● SUPPLIED ENTRIES:

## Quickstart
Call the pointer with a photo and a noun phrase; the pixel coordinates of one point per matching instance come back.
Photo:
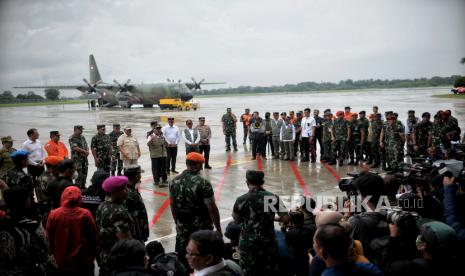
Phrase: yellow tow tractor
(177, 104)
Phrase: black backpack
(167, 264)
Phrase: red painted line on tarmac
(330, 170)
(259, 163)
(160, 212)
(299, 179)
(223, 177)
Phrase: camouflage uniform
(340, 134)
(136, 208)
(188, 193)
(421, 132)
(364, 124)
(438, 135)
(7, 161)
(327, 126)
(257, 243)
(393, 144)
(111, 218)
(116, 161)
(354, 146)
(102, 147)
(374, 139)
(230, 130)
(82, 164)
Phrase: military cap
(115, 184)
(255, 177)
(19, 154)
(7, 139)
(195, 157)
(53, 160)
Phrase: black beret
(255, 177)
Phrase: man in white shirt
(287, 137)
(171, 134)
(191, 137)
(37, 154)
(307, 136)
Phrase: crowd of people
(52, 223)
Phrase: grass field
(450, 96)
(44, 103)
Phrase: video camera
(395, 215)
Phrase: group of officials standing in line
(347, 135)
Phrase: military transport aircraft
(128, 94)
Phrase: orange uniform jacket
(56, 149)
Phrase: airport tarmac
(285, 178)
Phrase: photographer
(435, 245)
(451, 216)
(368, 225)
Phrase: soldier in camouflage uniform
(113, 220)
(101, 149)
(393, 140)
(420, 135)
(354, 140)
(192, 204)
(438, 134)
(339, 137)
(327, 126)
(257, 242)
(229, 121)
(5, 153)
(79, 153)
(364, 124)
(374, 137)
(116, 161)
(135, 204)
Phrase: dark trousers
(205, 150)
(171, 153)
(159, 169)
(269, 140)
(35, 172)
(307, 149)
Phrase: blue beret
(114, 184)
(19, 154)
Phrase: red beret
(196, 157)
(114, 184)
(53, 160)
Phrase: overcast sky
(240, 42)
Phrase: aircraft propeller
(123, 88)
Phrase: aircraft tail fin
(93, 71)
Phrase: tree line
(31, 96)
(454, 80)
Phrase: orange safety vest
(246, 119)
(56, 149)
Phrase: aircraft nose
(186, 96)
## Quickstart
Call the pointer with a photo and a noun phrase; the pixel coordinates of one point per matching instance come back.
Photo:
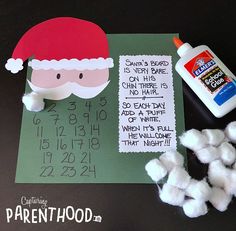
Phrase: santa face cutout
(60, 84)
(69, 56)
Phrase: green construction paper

● TASK DESCRIPTION:
Apart from the pictures, all of the data must be duplicated exactly as shown above.

● SOLVED EXERCISE:
## Quickstart
Call the pointer with a photo and a noun phrase; the pixel coordinates of one point per matching instance come back.
Photo:
Phrase: yellow tow tractor
(177, 104)
Phrase: black backpack
(167, 264)
Phrase: red painted line on tarmac
(330, 170)
(259, 163)
(160, 212)
(299, 179)
(223, 177)
Phrase: camouflage uniform
(340, 134)
(136, 208)
(188, 193)
(421, 132)
(364, 124)
(438, 135)
(7, 161)
(327, 126)
(257, 243)
(393, 144)
(111, 218)
(116, 161)
(354, 146)
(102, 147)
(374, 139)
(230, 130)
(82, 164)
Phrase: military cap
(115, 184)
(255, 177)
(19, 154)
(7, 139)
(195, 157)
(53, 160)
Phrase: black beret
(255, 177)
Phrase: man in white shirt
(287, 137)
(171, 134)
(191, 137)
(37, 154)
(307, 136)
Phrase: crowd of people
(52, 223)
Phrase: grass field
(450, 96)
(44, 103)
Phrase: video camera
(395, 215)
Phrase: group of officials standing in line
(347, 135)
Phrase: military transport aircraft
(128, 94)
Phrase: orange uniform jacket
(56, 149)
Phrase: airport tarmac
(285, 178)
Phrase: photographer
(435, 245)
(451, 216)
(368, 225)
Phrase: soldier in camouflage uniform
(113, 220)
(101, 149)
(393, 140)
(420, 135)
(354, 140)
(192, 204)
(438, 134)
(339, 137)
(327, 126)
(257, 242)
(229, 121)
(5, 153)
(79, 153)
(364, 124)
(374, 137)
(116, 161)
(135, 204)
Phrase: dark trousers
(205, 150)
(171, 153)
(159, 169)
(269, 140)
(35, 172)
(307, 149)
Phrase: blue beret
(114, 184)
(19, 154)
Phrase: red beret
(196, 157)
(114, 184)
(53, 160)
Phrase: overcast sky
(240, 42)
Phrase: aircraft propeller
(123, 88)
Phrase: aircraft tail fin
(93, 71)
Phrase: tree line
(31, 96)
(454, 80)
Phrase: orange safety vest
(246, 119)
(56, 149)
Phrase: aircraft nose
(186, 96)
## Quickstart
Call the pointer with a photo and a noun phrase; the pixel coordinates of one point per matching instance come back.
Photo:
Phrase: santa face cutout
(60, 84)
(69, 56)
Phrase: green construction paper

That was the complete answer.